TEXT start

|Department of Public Information • News and Media Division • New York|
Permanent Forum on Indigenous Issues
15th & 16th Meetings (AM & PM)
PERMANENT FORUM HAILS GENERAL ASSEMBLY ADOPTION OF INDIGENOUS RIGHTS DECLARATION,
PLEDGES TO MAKE IT ‘A LIVING DOCUMENT’, AS SEVENTH SESSION CONCLUDES
On Special Theme, Says Indigenous Ways of Life Threatened by Climate Change,
Calls for Indigenous Participation in All Aspects of International Debate on Issue
Hailing the adoption of the United Nations Declaration on the Rights of Indigenous Peoples by the General Assembly in September 2007 as the beginning of a “new era of renewed partnerships”, the United Nations Permanent Forum on Indigenous Issues today pledged its commitment to making the Declaration a “living document” throughout its work.
Noting that it, too, had a new responsibility under the Declaration, the Permanent Forum invited the international community as a whole to apply the Declaration in their policies and programmes for the improvement of indigenous peoples’ well-being, in one of six sets of draft recommendations and three draft decisions approved by consensus at the close of its seventh session.

TEXT end

• ACTIONS TO TAKE:
[A] Answer these questions from the Permanent Forum press release.
(i) In what month and year did the General Assembly adopt the Declaration on the Rights of Indigenous Peoples?
(ii) How many sets of draft recommendations and how many draft decisions were approved at the close of the seventh session?
(iii) What does the Forum say threatens indigenous ways of life?
[B] Decide whether each statement agrees with the Permanent Forum press release, and support each decision with a quotation from it.
(i) The draft recommendations and decisions were approved by a majority vote.
(ii) The Forum committed itself to making the Declaration a "living document" throughout its work.
(iii) The Forum called for indigenous participation in only some aspects of the international debate on climate change.
[C] Resume the Permanent Forum press release, starting after its final sentence.

DATA LINES start

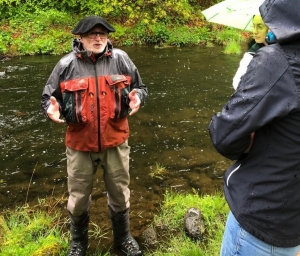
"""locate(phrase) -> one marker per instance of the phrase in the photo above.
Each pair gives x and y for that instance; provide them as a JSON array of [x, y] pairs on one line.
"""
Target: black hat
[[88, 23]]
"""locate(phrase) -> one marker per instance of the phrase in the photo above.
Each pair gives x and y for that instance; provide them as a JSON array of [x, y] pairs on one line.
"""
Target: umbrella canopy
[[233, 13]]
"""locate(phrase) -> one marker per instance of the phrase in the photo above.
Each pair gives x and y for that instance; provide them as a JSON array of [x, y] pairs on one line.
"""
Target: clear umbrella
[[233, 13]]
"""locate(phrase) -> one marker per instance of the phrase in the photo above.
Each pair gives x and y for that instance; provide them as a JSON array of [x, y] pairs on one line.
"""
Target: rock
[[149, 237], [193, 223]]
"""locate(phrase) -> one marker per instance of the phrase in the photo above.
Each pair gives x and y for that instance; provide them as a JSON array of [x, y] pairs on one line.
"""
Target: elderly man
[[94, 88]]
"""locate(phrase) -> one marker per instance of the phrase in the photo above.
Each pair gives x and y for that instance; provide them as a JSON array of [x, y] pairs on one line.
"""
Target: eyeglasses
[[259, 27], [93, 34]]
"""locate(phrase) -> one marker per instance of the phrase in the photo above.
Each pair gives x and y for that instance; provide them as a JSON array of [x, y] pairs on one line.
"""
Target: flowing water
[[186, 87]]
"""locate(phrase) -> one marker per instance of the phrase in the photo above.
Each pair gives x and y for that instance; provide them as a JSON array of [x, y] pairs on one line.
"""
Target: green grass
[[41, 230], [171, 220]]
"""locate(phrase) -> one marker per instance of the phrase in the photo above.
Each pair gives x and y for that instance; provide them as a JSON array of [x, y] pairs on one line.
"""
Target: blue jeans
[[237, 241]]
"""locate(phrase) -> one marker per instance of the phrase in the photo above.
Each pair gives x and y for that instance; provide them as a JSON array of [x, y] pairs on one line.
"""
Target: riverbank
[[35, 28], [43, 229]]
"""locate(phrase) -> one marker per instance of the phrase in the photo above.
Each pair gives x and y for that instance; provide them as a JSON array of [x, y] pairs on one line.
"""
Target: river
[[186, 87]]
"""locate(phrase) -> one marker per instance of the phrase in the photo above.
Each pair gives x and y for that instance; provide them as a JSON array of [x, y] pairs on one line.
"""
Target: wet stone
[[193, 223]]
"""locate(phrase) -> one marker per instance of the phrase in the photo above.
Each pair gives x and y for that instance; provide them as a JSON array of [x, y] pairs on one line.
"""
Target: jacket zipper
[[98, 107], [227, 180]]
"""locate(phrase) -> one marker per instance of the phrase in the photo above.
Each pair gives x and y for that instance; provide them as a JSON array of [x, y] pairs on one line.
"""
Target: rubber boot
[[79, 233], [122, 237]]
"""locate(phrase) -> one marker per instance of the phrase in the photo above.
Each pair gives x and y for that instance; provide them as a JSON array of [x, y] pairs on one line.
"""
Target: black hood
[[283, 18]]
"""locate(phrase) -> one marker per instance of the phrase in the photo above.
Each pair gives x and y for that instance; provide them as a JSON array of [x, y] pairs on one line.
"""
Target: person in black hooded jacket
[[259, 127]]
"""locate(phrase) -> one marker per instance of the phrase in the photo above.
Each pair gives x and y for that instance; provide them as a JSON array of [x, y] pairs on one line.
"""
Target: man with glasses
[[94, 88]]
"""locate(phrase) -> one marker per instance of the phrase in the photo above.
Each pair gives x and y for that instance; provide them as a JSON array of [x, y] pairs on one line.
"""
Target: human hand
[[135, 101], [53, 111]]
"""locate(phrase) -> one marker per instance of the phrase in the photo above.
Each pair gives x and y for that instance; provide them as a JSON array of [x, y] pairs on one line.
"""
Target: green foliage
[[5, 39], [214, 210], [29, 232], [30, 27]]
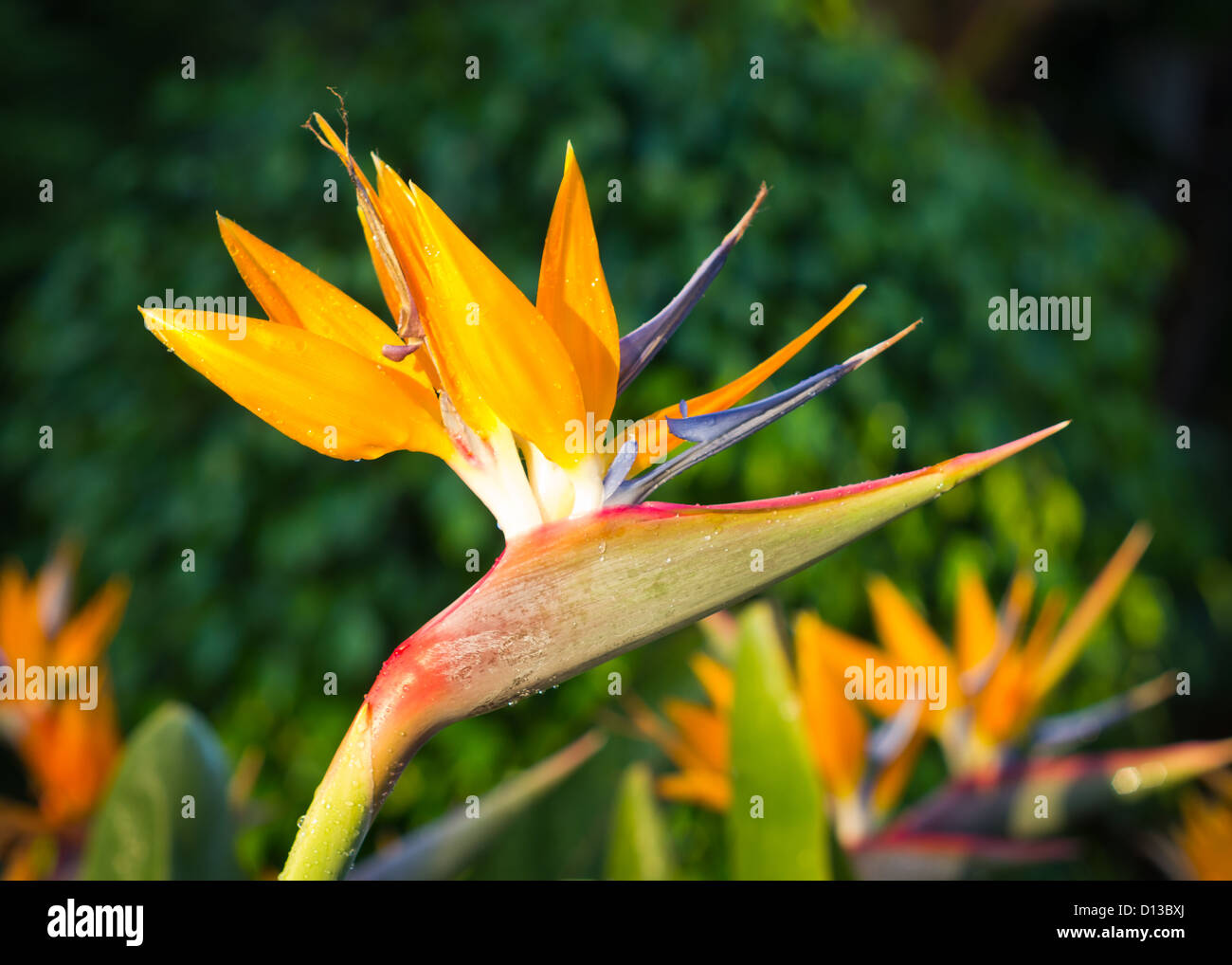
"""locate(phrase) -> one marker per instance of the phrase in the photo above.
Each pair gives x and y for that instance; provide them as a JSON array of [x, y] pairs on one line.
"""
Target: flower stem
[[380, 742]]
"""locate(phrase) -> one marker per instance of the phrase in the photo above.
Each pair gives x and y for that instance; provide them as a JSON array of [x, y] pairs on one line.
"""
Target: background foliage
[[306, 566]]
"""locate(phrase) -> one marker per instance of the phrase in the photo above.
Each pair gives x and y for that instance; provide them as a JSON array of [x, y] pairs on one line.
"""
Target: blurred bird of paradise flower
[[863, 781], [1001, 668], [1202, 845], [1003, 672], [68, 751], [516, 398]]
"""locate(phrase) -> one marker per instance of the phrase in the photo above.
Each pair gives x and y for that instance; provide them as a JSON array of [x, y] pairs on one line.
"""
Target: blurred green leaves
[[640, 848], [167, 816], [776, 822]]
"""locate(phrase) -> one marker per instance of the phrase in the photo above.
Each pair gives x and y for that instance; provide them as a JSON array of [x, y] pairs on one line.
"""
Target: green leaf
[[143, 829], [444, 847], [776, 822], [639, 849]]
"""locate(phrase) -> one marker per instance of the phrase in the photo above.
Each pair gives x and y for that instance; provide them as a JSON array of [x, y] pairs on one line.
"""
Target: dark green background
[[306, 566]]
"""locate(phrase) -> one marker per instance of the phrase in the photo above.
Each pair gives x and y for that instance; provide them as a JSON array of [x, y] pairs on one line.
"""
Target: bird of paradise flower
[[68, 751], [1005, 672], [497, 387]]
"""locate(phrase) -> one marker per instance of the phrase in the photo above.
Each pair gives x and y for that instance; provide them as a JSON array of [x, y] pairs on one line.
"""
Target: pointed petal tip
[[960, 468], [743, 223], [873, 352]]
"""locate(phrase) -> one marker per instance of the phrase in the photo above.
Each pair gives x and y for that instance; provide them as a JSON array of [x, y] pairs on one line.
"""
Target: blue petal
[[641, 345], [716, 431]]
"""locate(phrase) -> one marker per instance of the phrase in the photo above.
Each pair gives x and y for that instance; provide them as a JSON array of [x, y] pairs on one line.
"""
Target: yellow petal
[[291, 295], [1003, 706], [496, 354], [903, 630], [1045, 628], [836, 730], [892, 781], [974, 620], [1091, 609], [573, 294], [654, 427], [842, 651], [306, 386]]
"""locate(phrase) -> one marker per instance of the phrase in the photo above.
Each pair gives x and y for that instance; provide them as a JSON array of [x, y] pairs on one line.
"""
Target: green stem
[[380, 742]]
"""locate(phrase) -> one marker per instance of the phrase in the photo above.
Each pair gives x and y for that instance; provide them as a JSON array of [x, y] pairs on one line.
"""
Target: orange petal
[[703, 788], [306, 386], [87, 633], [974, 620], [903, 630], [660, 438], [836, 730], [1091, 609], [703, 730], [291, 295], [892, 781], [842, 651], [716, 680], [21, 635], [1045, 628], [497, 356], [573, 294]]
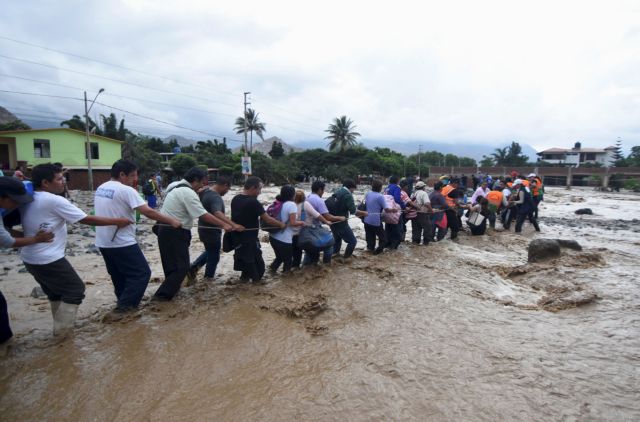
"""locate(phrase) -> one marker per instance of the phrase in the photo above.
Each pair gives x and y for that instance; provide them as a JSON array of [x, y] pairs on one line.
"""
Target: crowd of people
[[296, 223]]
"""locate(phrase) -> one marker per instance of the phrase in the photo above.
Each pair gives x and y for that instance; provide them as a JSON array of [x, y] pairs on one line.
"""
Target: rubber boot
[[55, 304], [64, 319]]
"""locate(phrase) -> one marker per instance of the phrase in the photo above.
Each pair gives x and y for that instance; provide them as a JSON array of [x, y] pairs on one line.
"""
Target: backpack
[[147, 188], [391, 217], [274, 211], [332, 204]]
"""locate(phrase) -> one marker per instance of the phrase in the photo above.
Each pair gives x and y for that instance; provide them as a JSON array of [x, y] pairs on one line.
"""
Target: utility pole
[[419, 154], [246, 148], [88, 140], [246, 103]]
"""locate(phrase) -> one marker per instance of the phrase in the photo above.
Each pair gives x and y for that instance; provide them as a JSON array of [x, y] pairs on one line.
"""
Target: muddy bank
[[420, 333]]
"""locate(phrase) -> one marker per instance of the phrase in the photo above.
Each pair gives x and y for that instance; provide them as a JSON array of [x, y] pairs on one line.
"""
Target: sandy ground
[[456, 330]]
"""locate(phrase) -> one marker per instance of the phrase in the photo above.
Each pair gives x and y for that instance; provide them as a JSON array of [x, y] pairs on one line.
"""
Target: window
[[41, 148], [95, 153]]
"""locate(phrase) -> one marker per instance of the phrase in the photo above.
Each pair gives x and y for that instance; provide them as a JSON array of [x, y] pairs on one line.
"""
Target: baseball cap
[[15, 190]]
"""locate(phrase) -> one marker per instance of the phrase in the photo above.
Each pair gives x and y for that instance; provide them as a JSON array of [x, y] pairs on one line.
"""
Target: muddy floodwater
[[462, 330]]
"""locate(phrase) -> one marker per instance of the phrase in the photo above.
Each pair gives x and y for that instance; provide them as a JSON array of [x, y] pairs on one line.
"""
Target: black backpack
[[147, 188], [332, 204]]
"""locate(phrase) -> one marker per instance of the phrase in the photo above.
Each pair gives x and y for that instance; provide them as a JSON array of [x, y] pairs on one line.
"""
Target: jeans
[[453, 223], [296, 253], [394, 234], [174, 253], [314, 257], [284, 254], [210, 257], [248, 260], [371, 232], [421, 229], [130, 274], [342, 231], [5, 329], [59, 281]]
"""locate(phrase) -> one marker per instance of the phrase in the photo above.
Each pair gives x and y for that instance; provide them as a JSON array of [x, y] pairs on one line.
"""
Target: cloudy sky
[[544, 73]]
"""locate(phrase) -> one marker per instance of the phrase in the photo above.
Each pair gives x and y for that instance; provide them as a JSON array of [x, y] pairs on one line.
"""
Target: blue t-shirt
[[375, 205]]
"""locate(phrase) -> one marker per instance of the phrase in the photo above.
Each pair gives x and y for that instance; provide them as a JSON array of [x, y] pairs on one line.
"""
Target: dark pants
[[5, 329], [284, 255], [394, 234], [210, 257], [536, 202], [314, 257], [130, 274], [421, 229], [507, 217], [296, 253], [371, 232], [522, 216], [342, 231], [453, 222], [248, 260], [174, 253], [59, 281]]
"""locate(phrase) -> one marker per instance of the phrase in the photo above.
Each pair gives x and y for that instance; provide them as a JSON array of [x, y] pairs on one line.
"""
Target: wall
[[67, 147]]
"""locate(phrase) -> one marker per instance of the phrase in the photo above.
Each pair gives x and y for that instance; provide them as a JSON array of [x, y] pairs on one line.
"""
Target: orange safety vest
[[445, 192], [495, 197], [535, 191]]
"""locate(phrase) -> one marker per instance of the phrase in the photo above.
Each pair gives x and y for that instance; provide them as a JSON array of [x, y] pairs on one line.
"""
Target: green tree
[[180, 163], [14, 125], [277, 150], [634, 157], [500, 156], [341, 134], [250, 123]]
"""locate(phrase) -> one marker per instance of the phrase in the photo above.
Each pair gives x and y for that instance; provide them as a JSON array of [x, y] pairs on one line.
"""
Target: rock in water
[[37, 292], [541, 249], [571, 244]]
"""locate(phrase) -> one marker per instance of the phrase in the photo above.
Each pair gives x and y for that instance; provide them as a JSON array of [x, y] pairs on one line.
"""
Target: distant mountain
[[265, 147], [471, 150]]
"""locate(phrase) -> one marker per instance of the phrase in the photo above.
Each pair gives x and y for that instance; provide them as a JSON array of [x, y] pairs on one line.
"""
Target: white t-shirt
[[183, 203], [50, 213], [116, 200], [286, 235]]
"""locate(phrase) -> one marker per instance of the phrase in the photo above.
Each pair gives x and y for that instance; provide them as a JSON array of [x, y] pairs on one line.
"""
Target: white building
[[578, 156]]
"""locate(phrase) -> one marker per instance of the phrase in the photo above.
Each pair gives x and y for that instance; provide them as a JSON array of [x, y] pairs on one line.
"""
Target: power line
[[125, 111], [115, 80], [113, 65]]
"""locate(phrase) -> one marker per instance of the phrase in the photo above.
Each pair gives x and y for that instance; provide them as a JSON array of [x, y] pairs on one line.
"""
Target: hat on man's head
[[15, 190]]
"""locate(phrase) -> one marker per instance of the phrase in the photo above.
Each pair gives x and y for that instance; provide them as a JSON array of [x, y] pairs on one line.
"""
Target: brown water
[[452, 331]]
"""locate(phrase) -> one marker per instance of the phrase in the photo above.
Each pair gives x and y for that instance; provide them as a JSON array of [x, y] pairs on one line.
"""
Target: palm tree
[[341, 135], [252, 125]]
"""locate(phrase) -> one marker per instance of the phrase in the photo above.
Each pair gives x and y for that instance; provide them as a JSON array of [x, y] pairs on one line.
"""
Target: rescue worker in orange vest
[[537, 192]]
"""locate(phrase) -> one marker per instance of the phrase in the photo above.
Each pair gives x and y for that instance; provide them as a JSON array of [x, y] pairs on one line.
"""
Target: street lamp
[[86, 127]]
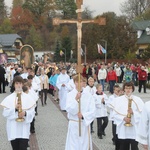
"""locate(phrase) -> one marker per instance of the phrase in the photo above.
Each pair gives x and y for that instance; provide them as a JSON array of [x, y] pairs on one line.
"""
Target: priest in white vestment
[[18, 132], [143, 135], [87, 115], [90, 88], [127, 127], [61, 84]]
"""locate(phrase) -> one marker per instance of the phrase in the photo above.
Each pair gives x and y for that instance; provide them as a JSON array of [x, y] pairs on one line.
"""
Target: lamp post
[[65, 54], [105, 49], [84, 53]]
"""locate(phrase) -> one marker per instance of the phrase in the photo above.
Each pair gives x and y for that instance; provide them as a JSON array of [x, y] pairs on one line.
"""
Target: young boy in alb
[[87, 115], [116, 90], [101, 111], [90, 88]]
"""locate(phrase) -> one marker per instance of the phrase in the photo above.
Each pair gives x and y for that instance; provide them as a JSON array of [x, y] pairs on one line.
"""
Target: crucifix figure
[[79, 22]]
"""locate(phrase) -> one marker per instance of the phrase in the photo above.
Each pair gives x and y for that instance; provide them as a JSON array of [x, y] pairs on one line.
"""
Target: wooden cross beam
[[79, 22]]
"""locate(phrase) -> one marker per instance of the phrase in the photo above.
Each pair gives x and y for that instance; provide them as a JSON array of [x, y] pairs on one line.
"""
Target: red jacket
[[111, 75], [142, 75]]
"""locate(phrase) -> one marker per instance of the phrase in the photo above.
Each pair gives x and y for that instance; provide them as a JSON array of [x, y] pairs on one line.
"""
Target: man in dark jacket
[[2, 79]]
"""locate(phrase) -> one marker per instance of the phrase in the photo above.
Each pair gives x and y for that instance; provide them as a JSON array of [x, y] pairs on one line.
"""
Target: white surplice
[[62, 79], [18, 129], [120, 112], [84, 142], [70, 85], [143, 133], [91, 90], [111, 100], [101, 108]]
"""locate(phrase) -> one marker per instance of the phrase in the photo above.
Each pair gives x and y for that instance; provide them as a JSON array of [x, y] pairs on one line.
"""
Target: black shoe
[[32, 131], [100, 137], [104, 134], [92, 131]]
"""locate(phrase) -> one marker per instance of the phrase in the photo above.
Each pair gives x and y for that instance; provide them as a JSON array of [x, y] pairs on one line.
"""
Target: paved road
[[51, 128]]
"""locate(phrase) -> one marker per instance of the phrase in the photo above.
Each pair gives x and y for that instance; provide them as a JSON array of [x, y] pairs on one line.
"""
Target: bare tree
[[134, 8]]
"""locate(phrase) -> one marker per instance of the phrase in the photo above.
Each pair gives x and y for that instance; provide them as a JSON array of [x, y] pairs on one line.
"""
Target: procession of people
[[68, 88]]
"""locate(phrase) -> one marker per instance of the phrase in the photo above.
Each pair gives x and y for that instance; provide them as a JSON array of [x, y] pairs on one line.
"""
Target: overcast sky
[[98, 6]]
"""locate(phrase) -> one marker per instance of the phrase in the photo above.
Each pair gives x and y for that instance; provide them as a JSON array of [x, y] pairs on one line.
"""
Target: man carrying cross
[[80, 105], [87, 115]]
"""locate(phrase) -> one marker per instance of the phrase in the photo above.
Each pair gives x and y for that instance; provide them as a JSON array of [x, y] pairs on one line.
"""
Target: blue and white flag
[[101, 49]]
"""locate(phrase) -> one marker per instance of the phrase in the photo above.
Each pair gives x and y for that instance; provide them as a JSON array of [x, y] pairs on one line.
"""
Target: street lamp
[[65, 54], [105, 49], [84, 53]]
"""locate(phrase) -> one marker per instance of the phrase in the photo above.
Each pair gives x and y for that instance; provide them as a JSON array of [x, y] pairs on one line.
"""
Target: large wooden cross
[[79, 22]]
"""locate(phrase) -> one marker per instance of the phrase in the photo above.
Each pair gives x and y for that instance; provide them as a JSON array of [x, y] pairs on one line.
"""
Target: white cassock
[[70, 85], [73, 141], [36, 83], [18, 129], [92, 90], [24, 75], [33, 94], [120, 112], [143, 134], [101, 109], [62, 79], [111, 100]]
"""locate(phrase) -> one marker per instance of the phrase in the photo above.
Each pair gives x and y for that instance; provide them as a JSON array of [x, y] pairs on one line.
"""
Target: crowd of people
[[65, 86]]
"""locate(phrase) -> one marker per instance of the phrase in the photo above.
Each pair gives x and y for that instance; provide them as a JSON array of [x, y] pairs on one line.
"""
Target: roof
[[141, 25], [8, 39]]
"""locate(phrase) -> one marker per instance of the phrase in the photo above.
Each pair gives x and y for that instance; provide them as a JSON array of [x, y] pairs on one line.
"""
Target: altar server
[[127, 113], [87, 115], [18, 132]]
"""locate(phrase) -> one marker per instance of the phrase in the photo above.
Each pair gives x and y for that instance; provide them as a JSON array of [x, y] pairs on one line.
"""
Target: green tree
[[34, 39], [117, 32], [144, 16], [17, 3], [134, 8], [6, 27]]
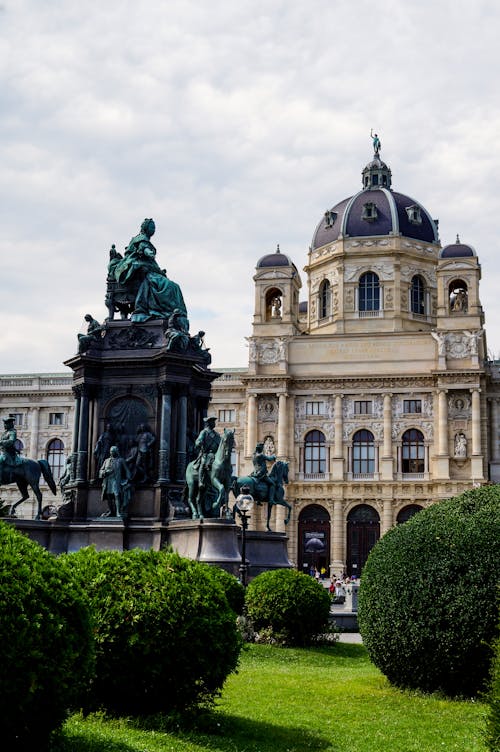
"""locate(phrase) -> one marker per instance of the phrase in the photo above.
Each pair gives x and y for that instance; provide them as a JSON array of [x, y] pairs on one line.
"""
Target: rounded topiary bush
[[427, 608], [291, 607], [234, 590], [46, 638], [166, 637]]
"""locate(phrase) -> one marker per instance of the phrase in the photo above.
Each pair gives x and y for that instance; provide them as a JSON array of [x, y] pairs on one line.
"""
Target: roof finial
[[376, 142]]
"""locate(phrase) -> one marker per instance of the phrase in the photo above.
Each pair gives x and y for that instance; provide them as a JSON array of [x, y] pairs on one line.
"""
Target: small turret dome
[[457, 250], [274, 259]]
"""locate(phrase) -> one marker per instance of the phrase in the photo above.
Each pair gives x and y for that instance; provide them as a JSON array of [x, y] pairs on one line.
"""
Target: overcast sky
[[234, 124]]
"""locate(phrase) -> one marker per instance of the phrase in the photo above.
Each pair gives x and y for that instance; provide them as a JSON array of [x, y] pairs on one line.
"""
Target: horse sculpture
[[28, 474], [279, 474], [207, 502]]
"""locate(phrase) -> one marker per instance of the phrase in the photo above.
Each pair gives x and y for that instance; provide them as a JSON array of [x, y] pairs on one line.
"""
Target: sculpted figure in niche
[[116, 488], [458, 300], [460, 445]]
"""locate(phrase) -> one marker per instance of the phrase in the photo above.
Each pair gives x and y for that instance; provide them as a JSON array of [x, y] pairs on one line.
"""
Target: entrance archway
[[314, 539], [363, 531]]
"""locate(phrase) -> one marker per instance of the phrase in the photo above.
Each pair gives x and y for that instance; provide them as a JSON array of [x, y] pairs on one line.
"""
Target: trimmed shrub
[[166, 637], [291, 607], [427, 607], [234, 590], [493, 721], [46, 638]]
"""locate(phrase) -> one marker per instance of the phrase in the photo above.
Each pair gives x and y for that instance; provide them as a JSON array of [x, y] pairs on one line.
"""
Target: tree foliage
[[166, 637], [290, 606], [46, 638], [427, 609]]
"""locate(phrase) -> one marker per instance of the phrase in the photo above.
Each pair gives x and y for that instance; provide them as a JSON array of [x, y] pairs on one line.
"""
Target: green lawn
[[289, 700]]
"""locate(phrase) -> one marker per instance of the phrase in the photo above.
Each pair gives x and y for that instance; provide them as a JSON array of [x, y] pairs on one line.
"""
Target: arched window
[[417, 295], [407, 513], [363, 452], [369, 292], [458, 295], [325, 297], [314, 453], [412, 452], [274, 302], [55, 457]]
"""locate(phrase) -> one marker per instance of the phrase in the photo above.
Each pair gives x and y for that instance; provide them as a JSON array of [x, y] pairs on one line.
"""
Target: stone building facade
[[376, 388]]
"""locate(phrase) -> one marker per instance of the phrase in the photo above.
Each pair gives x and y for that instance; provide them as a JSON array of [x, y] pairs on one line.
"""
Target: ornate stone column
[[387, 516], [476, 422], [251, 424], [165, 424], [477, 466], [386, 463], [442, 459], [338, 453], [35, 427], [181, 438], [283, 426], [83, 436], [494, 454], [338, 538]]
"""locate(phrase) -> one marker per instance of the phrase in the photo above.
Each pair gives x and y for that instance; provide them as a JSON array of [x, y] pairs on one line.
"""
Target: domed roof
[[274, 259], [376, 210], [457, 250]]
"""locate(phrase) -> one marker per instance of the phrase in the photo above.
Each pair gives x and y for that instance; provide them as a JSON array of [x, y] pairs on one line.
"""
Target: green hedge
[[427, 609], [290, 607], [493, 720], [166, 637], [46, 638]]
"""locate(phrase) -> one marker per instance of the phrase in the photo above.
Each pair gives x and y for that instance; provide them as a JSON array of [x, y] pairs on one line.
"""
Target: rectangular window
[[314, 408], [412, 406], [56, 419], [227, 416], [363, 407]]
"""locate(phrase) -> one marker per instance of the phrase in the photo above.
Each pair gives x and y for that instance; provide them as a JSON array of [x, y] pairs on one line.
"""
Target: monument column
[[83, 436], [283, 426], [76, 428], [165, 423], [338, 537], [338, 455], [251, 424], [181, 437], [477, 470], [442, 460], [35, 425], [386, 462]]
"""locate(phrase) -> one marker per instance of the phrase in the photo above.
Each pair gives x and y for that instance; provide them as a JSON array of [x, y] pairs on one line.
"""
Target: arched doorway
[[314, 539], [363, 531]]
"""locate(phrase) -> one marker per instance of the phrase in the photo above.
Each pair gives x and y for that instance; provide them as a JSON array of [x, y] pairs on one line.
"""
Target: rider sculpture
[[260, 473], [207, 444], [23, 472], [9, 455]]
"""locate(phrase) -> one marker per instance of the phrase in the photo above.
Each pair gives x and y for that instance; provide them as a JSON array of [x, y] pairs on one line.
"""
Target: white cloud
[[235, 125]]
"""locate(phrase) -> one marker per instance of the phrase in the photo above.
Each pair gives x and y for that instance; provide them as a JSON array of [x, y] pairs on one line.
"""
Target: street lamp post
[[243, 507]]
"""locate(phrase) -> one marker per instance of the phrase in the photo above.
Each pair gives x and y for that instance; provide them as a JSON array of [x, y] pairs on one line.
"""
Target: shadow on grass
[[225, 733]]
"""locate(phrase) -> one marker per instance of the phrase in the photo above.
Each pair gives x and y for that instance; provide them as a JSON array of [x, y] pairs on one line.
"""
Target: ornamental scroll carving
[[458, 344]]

DATA LINES end

• SOLVED PROBLEMS:
[A]
(i) September 2007
(ii) Six sets of draft recommendations and three draft decisions
(iii) Climate change

[B]
(i) No: "approved by consensus at the close of its seventh session"
(ii) Yes: "pledged its commitment to making the Declaration a “living document” throughout its work"
(iii) No: "Calls for Indigenous Participation in All Aspects of International Debate on Issue"

[C]
The Permanent Forum, a 16-member subsidiary body of the Economic and Social Council, is mandated chiefly to provide expert advice on indigenous issues to the Council and the United Nations system; raise awareness and promote the integration and coordination of activities relating to indigenous issues within the United Nations system; and prepare and disseminate information on indigenous issues.
Permanent Forum Chairperson Victoria Tauli-Corpuz, from the Philippines, said the Declaration had been fought for by many indigenous people since the 1970s and was the result of the work of indigenous people from the ground up. As the main framework that the Permanent Forum would use -- and one that indigenous peoples had designed and shaped themselves -- it “addressed all the pain and cries indigenous peoples had brought to the United Nations”.
Ms. Tauli-Corpuz added that, coming after adoption of the Declaration, it had been a most remarkable session. Climate change had been a timely theme for this session, as indigenous peoples had largely been kept out of the international dialogue on that issue despite their historical role in resisting oil, gas and coal exploitation and their practice of using their lands, air and forests in sustainable ways, not in pursuit of “giant profits”. Moving forward, corporations, in addition to States, must be guided by the standards set out in the Declaration.
Working through Governments from Ecuador, Guatemala and other Latin American countries, she said the Forum should promote the tabling of a General Assembly resolution to create a world conference on indigenous peoples, as suggested by President Morales of Bolivia. It should also push for a regular report from the Secretary-General on the situation of indigenous peoples.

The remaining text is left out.